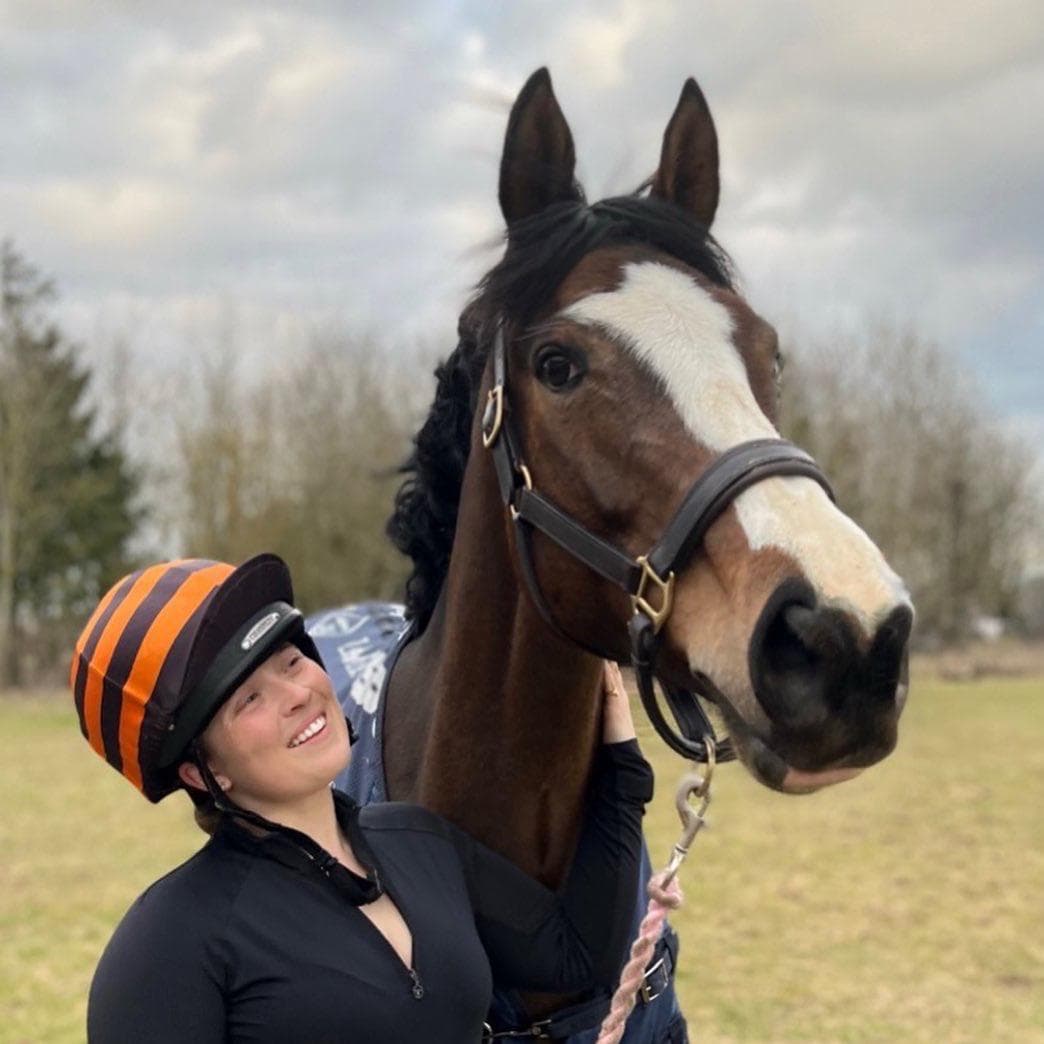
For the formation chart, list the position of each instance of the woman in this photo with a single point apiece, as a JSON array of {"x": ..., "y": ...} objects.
[{"x": 306, "y": 918}]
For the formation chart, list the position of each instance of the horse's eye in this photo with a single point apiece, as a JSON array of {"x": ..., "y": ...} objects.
[{"x": 558, "y": 369}]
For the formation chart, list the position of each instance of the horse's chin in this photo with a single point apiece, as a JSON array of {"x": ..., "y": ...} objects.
[{"x": 768, "y": 767}]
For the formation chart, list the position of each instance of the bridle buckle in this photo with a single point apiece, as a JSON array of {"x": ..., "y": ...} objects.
[
  {"x": 665, "y": 587},
  {"x": 494, "y": 416}
]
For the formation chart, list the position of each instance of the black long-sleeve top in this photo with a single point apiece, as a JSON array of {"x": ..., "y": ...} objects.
[{"x": 252, "y": 941}]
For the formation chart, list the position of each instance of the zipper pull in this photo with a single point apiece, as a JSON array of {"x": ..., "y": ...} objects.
[{"x": 417, "y": 990}]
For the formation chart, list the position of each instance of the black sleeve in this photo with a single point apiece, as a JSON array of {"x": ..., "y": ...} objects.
[
  {"x": 572, "y": 940},
  {"x": 156, "y": 981}
]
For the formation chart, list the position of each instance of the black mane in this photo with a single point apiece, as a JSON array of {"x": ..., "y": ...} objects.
[{"x": 541, "y": 252}]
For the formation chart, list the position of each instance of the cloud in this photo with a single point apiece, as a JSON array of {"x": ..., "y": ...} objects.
[{"x": 340, "y": 159}]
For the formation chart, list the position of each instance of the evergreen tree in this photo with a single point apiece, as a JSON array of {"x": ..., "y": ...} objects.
[{"x": 67, "y": 492}]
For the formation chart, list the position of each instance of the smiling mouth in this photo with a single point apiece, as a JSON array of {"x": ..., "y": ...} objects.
[{"x": 309, "y": 732}]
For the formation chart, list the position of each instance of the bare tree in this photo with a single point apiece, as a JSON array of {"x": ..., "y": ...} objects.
[
  {"x": 918, "y": 459},
  {"x": 300, "y": 461}
]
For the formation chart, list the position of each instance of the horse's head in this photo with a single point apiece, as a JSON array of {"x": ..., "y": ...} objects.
[{"x": 634, "y": 364}]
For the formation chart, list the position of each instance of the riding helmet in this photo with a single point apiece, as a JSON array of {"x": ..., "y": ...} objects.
[{"x": 163, "y": 650}]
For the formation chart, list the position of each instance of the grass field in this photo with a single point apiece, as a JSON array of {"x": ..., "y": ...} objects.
[{"x": 906, "y": 905}]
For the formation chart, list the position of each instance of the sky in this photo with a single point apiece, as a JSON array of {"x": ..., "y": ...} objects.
[{"x": 183, "y": 169}]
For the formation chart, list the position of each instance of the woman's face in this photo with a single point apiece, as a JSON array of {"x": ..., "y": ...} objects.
[{"x": 281, "y": 735}]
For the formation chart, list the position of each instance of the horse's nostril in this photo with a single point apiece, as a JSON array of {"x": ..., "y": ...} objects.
[
  {"x": 821, "y": 633},
  {"x": 799, "y": 662},
  {"x": 789, "y": 644}
]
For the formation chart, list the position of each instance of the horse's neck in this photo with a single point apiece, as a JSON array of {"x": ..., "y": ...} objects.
[{"x": 492, "y": 720}]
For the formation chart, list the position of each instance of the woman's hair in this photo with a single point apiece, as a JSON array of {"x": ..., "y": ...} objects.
[{"x": 207, "y": 814}]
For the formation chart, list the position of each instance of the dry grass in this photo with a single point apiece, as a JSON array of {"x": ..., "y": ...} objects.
[{"x": 903, "y": 906}]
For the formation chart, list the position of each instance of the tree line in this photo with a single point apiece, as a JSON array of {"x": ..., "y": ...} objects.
[{"x": 301, "y": 458}]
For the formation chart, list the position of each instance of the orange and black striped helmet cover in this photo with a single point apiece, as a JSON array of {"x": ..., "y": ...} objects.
[{"x": 128, "y": 667}]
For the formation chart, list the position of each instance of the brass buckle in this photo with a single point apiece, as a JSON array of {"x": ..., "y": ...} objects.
[
  {"x": 646, "y": 991},
  {"x": 527, "y": 482},
  {"x": 666, "y": 588},
  {"x": 494, "y": 406}
]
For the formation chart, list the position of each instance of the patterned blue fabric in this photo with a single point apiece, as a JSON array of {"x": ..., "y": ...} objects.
[{"x": 359, "y": 645}]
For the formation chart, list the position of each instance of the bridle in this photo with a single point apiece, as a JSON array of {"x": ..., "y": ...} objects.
[{"x": 649, "y": 578}]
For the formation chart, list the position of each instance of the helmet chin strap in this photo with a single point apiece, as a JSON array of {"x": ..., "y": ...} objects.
[{"x": 359, "y": 890}]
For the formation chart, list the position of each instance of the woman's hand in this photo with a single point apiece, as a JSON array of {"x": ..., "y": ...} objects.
[{"x": 616, "y": 721}]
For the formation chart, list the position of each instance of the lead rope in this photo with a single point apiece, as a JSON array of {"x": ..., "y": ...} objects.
[{"x": 665, "y": 895}]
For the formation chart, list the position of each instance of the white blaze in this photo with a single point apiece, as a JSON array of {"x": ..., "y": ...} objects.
[{"x": 684, "y": 335}]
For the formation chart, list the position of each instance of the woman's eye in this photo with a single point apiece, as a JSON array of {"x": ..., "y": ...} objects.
[
  {"x": 558, "y": 370},
  {"x": 248, "y": 698}
]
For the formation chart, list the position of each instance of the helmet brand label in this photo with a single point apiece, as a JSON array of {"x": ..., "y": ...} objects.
[{"x": 259, "y": 631}]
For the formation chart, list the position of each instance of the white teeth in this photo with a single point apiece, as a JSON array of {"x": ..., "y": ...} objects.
[{"x": 308, "y": 731}]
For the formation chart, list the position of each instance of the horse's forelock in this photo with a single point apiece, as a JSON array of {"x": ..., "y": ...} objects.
[{"x": 541, "y": 251}]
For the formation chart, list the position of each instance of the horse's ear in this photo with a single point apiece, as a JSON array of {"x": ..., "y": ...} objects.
[
  {"x": 537, "y": 167},
  {"x": 688, "y": 173}
]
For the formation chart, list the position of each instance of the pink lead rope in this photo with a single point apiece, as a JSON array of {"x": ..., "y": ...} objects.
[{"x": 665, "y": 894}]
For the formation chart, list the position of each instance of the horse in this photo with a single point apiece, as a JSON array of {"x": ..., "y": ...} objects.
[{"x": 612, "y": 343}]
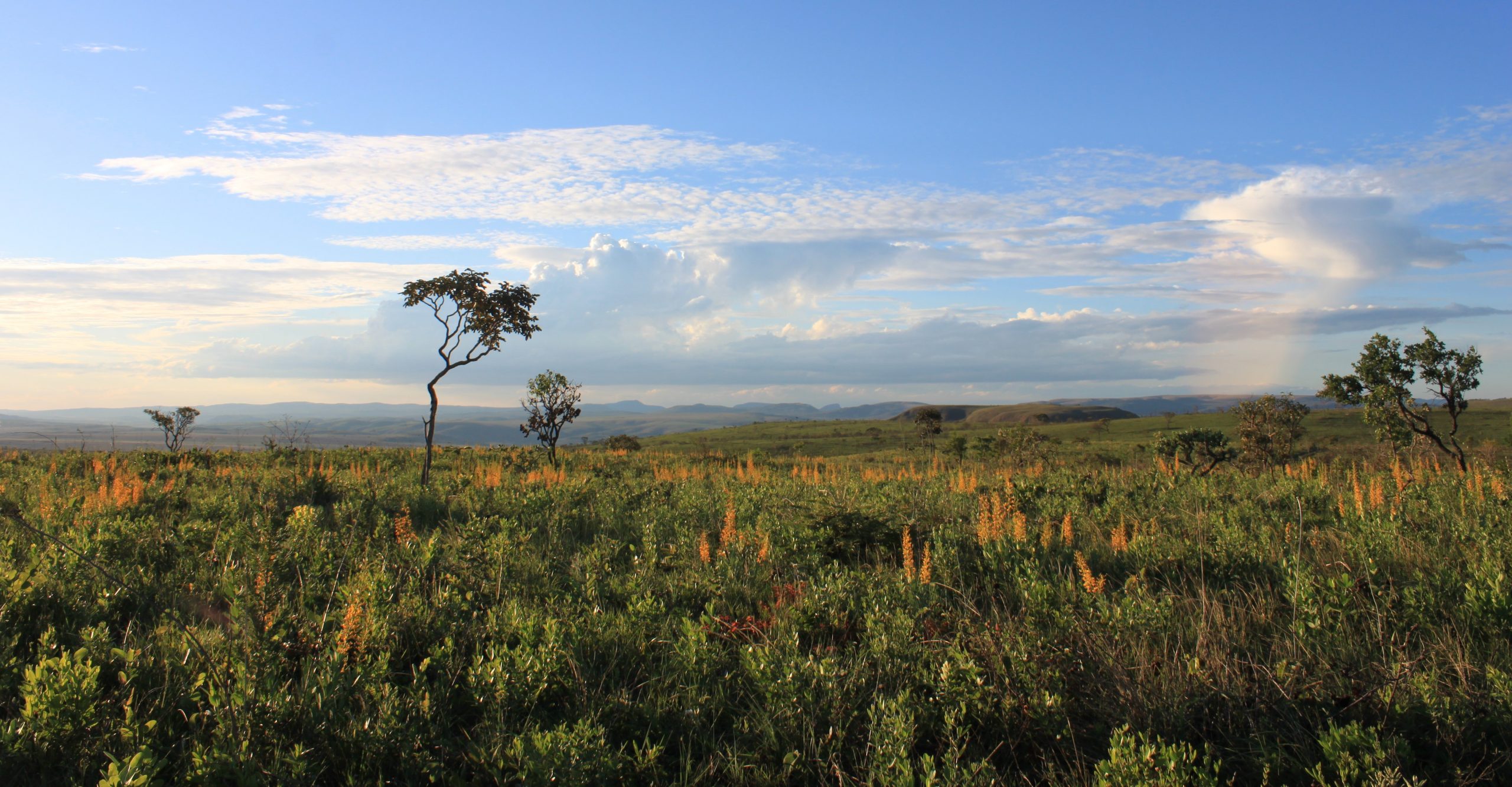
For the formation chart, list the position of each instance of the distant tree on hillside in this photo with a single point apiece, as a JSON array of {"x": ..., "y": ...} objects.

□ □ □ □ □ □ □

* WHAT TO DO *
Type out every line above again word for word, leaving out the pictures.

* RESULT FOR THIS TASK *
For the formation chart, list the position of each instance of the woman in this photo with a single point apiece, as a JSON array of {"x": ..., "y": ...} objects.
[{"x": 306, "y": 918}]
For the formation chart, list the position of each instance of the horse's eye in this photo with a single point apiece, as a JSON array of {"x": ..., "y": ...} objects.
[{"x": 558, "y": 369}]
For the formation chart, list the position of each instance of the horse's chin in this photo with a single point apiece, as a JSON array of {"x": ..., "y": ...} objects.
[{"x": 768, "y": 767}]
For the formation chart, list the position of each instance of the bridle buckle in this photo with a single point apiece, as a JSON array of {"x": ..., "y": ...} objects.
[
  {"x": 665, "y": 587},
  {"x": 494, "y": 416}
]
For the formation chart, list the position of each instance of the black long-sleeve top in this photo with a single point apiece, as a JSON array of {"x": ..., "y": ...} objects.
[{"x": 252, "y": 941}]
For the formation chart, list the position of each instance of the zipper pull in this photo with a single point apiece, as a JSON array of {"x": ..., "y": ...} objects.
[{"x": 417, "y": 990}]
For the formation chart, list the position of each instance of the black sleeve in this photo with a single point apiece, as a JSON array of {"x": ..., "y": ...} objects.
[
  {"x": 572, "y": 940},
  {"x": 156, "y": 981}
]
For the formation chart, list the position of each instance of the black mane in this photo with a single point apiece, as a JSON array of {"x": ..., "y": ...} objects.
[{"x": 541, "y": 252}]
For the formation chart, list the position of each instance of the cloud in this photo with a single point apiece, as a JSON array of {"x": ..., "y": ...} objects.
[{"x": 340, "y": 159}]
For the formation chart, list the position of each instance of the evergreen tree in this photo with a single point apiece, as a JSON array of {"x": ..., "y": ...} objects.
[{"x": 67, "y": 492}]
For the formation chart, list the position of each instance of the smiling mouth in this photo with a single point apiece, as a JSON array of {"x": ..., "y": ...} objects.
[{"x": 309, "y": 732}]
For the formation chart, list the position of each instance of the bare tree in this photo with a single point apiece, as a JSON array of {"x": ..., "y": ...} objects.
[
  {"x": 918, "y": 459},
  {"x": 300, "y": 461}
]
For the formation chart, list the position of each instance of the horse's head in this photo with a single point apiece, as a JSON array of {"x": ..., "y": ...} objects.
[{"x": 634, "y": 364}]
For the formation chart, list the position of each instance of the riding helmet in this photo with a single point apiece, as a JSON array of {"x": ..., "y": ...} objects.
[{"x": 163, "y": 650}]
For the formation chart, list the position of each instance of the grass field in this photo with a single point apiece, as a JSON array of {"x": ..., "y": ...} objects.
[{"x": 906, "y": 905}]
For the formation chart, list the position of each instance of the sky in this photo with a single point apiece, as a JSON array of {"x": ..., "y": ...} objects.
[{"x": 183, "y": 169}]
For the formation chart, list the position of each instance of the woman's face in this photo with a single point apiece, as a JSON array of {"x": ..., "y": ...} objects.
[{"x": 281, "y": 735}]
For the formation chart, list the position of each instance of the horse's nostril in this photo with a single point apiece, as a JSON array of {"x": ..., "y": ...} objects.
[
  {"x": 821, "y": 633},
  {"x": 799, "y": 662},
  {"x": 789, "y": 644}
]
For the formation chart, list the position of each instance of the horse's neck in this photo with a single point apiece, as a JSON array of {"x": ..., "y": ...} objects.
[{"x": 492, "y": 720}]
For the formation chart, list the position of each instance of the woman's hair in this photo with a single point apiece, as a JSON array of {"x": ..., "y": ...} objects.
[{"x": 207, "y": 814}]
For the formation chart, list the position of each instance of the dry grass in this photo with a single point apiece, as a JSON array of {"x": ..., "y": ...} objects.
[{"x": 903, "y": 906}]
For the formation chart, list the position of each instance of the tree line in this photo with a single point apiece, as a JSON array of {"x": ..., "y": ...} objects.
[{"x": 301, "y": 458}]
For the formation chart, list the position of each instance of the orange and black striped helmet cover in this photo with a single point apiece, as a JSON array of {"x": ..., "y": ...} objects.
[{"x": 128, "y": 667}]
For the formation chart, list the position of each instance of the brass buckle in this photo with a single point apiece, as a JSON array of {"x": ..., "y": ...} objects.
[
  {"x": 646, "y": 991},
  {"x": 527, "y": 482},
  {"x": 666, "y": 588},
  {"x": 494, "y": 406}
]
For the formation chart, list the position of each instance of the patterned blue fabric in this photo with a single point apiece, as a JSON array of {"x": ..., "y": ...} objects.
[{"x": 359, "y": 645}]
For the formation chart, list the position of each instance of the bridle in this photo with a single point apiece, as a JSON array of {"x": ..., "y": ...} objects.
[{"x": 649, "y": 578}]
For the formation chart, list the position of each instance of the helmet chin strap in this photo with a single point apiece, as a JSON array of {"x": ..., "y": ...} objects.
[{"x": 359, "y": 890}]
For the formation chart, list the position of each instance of the woman's hand in this photo with a single point apiece, as a JSON array of {"x": ..., "y": ...} objects.
[{"x": 616, "y": 721}]
For the formation chart, list the position of each instance of the lead rope in this photo with a single point apiece, as a JSON array of {"x": ..., "y": ...} objects.
[{"x": 665, "y": 895}]
For the formation chart, list the position of each instance of the white blaze in this photo with a single point apiece, as a JSON array of {"x": ..., "y": ...} objects.
[{"x": 684, "y": 335}]
For the formation chart, list the position of each instance of the woman's eye in this photo with a single point apiece, as a JSON array of {"x": ..., "y": ...} objects.
[
  {"x": 558, "y": 370},
  {"x": 248, "y": 698}
]
For the formation chart, list the position of each instance of the helmet brand label in this photo with a single point apiece, as a JSON array of {"x": ..., "y": ...} objects.
[{"x": 259, "y": 631}]
For the formation chart, list the position of each instance of the white teeth in this photo with a single point apiece, as a JSON array of {"x": ..., "y": ...} objects.
[{"x": 308, "y": 731}]
For the formation chart, list the position of each instance of the horse's forelock in this photo with a single point apiece, as a JSON array of {"x": ..., "y": ...} objects.
[{"x": 541, "y": 251}]
For the formation chart, list the position of each instance of the horse's ear in this photo with a single point apiece, as a JSON array of {"x": ..., "y": ...} objects.
[
  {"x": 537, "y": 167},
  {"x": 688, "y": 173}
]
For the formation chart, list the position of each instance of the pink lead rope in this photo with a single point apiece, as a JSON array of {"x": ..., "y": ...} objects.
[{"x": 665, "y": 894}]
For the formation chart, list the position of each instance of the horse in this photo with a single point apiece, as a JSON array of {"x": ..., "y": ...} objects.
[{"x": 612, "y": 343}]
For the formation chart, list the position of each instance of the distant tree on hillside in this photo with a single point apiece, as a JSON array of {"x": ..., "y": ...} objects.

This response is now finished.